* _TASKS AND EXERCISES_
1. According to the notes in the letter transcription, during which years did WHFT attend Harrow School?
2. Resume the letter transcription about WHFT and his family, starting right after its final note.

* _TEXT PASSAGE_
—————
God bless you my Dearest Ever yours Honeysuckle

[address panel:]
W. H. F. Talbot Esqr
Revd. Dr. Butler's <16>
Harrow
Middlesex
[illegible deletion]
[written in another hand on verso of address panel:]
Malvern June 23. 1812 - Jan - June 1812.


Notes:

1. Malvern, or Great Malvern, Worcestershire.

2. Caroline Augusta Edgcumbe, née Feilding, Lady Mt Edgcumbe (1808-1881); WHFT's half-sister.

3. Rear Admiral Charles Feilding (1780-1837), Royal Navy; WHFT's step-father.

4. Harrow School: WHFT attended from 1811-1815 and his son Charles from 1855-1859.

5. Thomas Beddoes (1760-1808), Bristol physician. John Edmonds Stock wrote Memoirs of the life of Thomas Beddoes, M.D., with an analytical account of his writings (London: J. Murray, 1811).
—————
* _INFORMATION PROVIDED_
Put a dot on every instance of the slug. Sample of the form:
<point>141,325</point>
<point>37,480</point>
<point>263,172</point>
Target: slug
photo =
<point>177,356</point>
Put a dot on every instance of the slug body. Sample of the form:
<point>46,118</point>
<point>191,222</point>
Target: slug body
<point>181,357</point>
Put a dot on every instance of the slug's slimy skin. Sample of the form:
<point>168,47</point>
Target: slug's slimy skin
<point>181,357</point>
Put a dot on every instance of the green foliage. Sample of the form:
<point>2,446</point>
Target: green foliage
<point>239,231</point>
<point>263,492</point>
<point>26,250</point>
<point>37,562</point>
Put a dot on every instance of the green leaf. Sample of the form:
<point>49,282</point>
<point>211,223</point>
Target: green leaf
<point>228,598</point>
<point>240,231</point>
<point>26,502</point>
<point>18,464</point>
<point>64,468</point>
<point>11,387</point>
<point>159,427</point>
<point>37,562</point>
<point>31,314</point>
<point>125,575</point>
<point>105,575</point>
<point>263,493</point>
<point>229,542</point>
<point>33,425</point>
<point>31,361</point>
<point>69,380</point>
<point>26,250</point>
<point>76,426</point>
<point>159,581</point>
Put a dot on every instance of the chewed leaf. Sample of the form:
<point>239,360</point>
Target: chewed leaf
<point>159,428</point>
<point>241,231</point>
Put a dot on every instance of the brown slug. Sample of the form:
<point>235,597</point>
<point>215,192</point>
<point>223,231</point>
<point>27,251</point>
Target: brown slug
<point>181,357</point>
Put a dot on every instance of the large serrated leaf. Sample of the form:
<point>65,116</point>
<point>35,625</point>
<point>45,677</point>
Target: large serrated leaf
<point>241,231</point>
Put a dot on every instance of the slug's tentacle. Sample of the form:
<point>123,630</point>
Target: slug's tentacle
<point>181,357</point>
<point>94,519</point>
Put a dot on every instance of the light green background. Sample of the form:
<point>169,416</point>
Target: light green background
—————
* _ANSWER LIST_
1. From 1811 to 1815.

2.
6. Humphry Davy (1778-1829), English chemist. Thomas Beddoes (1760-1808), a physician who established his Pneumatic Institution for Inhalation and Gas Therapy at Clifton in 1798, appointed Davy as his first chemist.

7. Rev Townshend Selwyn (1783-1853), botanist & Canon of Gloucester.

8. Charlotte Selwyn, née Murray, married Rev. Townshend Selwyn. Her sister Caroline Leonora Murray(d. 1819) married Henry, 3rd Earl of Ilchester.

9. Valentine Richard Quin, 1st Earl of Dunraven and Mount-Earl (1752-1824).

10. Possibly Lady Mary Harcourt (1750-1833),wife of William, 3rd and last Earl Harcourt (1743-1830).

11. A medieval building demolished in 1815 to build Eastnor Castle, Herefordshire.

12. John Somers Cocks, 2nd Earl Somers (1788-1852), MP for Reigate.

13. Henry Petty Fitzmaurice, 3rd Marquess of Lansdowne (1780-1863), MP, WHFT's uncle. See the details on this horrific accident in Doc. No: 00575.

14. Lady Charlotte Anne Lemon, née Strangways (d. 1826), WHFT's aunt.

15. Louisa Emma Petty Fitzmaurice, née Fox Strangways, Marchioness of Lansdowne (1785-1851), wife of Henry Petty Fitzmaurice, 3rd Marquess of Lansdowne; Lady of the Bedchamber to Queen Victoria, 1837-1838; WHFT's aunt.

16. Rev George Butler (1774-1853), Headmaster at Harrow.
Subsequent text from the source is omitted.